(Photo-based referring expression data)
^^^^^^^^^^^^^^^^

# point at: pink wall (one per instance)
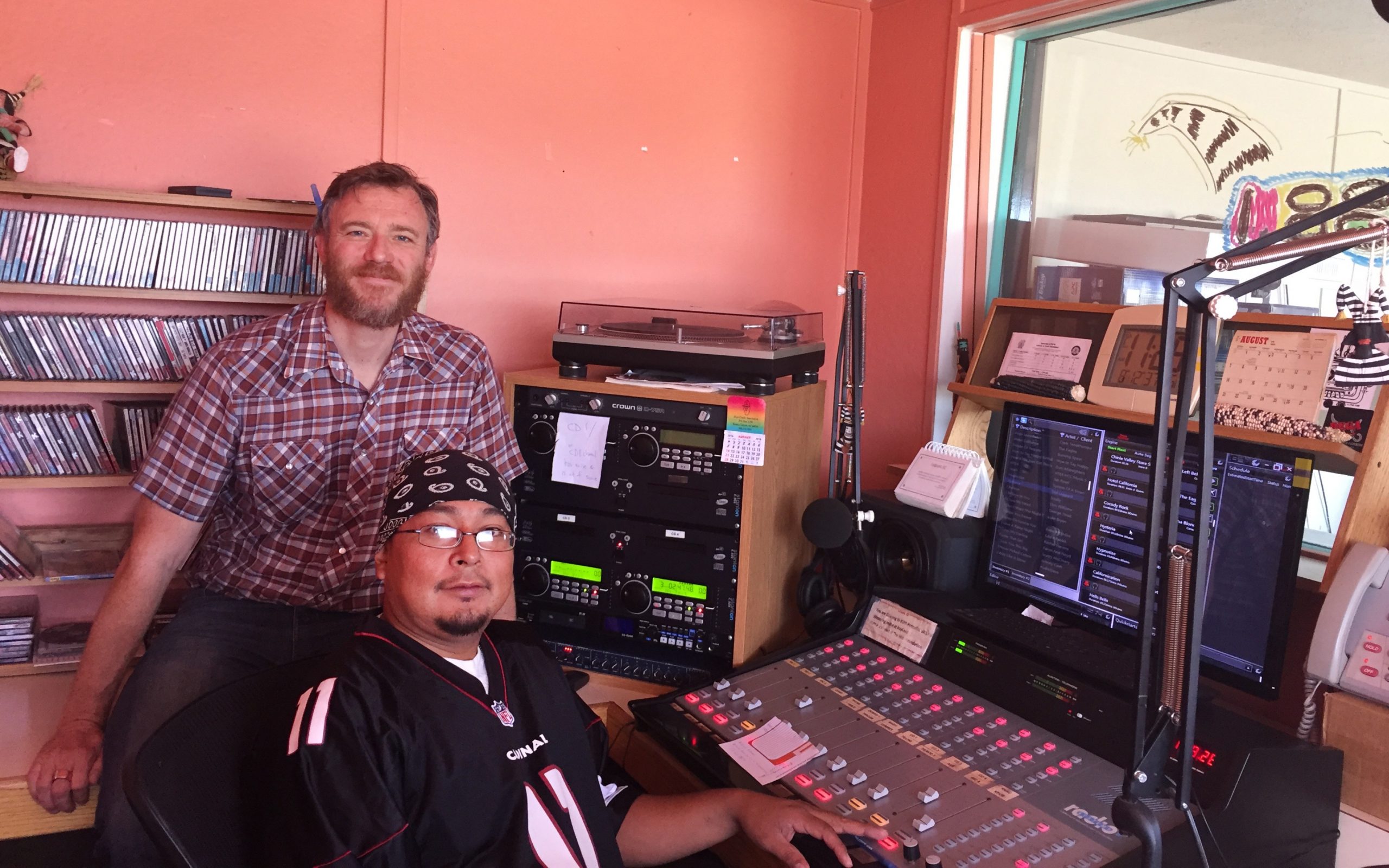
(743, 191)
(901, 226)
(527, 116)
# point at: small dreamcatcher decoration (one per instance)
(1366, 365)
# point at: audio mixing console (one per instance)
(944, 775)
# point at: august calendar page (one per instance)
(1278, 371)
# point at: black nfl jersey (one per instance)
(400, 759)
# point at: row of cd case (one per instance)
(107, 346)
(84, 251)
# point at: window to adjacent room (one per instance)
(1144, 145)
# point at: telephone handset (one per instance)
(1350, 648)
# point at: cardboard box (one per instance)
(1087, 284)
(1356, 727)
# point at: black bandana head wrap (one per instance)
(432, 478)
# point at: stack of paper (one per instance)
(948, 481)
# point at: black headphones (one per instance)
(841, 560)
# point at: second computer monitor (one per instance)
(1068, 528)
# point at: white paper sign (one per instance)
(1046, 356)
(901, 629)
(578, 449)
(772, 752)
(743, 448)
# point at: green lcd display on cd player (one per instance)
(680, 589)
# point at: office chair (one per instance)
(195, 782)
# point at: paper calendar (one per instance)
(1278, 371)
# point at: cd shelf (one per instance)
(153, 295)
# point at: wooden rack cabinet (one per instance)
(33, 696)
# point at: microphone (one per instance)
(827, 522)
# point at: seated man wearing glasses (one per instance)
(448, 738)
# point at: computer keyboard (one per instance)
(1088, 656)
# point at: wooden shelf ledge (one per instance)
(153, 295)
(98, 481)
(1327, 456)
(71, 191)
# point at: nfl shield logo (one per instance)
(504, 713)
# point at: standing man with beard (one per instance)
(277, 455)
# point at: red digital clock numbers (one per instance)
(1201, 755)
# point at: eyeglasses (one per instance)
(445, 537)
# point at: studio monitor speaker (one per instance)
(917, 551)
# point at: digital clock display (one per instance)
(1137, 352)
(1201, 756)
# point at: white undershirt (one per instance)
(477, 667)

^^^^^^^^^^^^^^^^

Return the entries above exactly and in full; do not include images.

# point at: pink wall (one per instance)
(743, 191)
(901, 226)
(527, 116)
# point at: small dreamcatcher decoration (one per instance)
(1366, 365)
# point at: audio mixing console (one per instance)
(944, 775)
# point at: august calendar page (one per instance)
(1278, 371)
# point at: black nfl jersey (one per instance)
(400, 759)
# point at: row of cd case (one per instance)
(107, 346)
(84, 251)
# point at: window to adjacent room (one per instance)
(1144, 145)
# point at: telephone handset (one per instance)
(1350, 648)
# point at: cardboard box (one per instance)
(1087, 284)
(1356, 727)
# point at: black bandana head wrap (one per instance)
(432, 478)
# point at: stack of paper (one per instance)
(948, 481)
# point at: black headphones (one per instance)
(841, 560)
# point at: second computer monitor (one per instance)
(1068, 528)
# point at: white paper sign (one per instance)
(1046, 356)
(901, 629)
(578, 449)
(772, 752)
(743, 448)
# point at: green lcd display on cd player (one per instance)
(680, 589)
# point at: office chair (one per instance)
(195, 782)
# point at: paper calendar (one per instance)
(1278, 371)
# point at: cd shelf (one per instance)
(153, 295)
# point at: wooden rack cabinet (one per instance)
(33, 696)
# point at: microphone (one per instance)
(827, 522)
# point at: seated man wearing glasses (one per instance)
(448, 738)
# point at: computer keyboard (one per instance)
(1088, 656)
# point at: wooden shelf ledge (one per instance)
(153, 295)
(98, 481)
(1327, 456)
(71, 191)
# point at: nfl shield logo (one per instance)
(504, 713)
# point at: standing man with beard (one per instance)
(277, 455)
# point at: red digital clock numbers (one per instance)
(1201, 755)
# point at: eyeglasses (one per instance)
(445, 537)
# point at: studio monitor speaker (one per instance)
(917, 551)
# point at: digital clock display (one per instance)
(1137, 352)
(1201, 756)
# point at: white undershirt (one per instance)
(477, 667)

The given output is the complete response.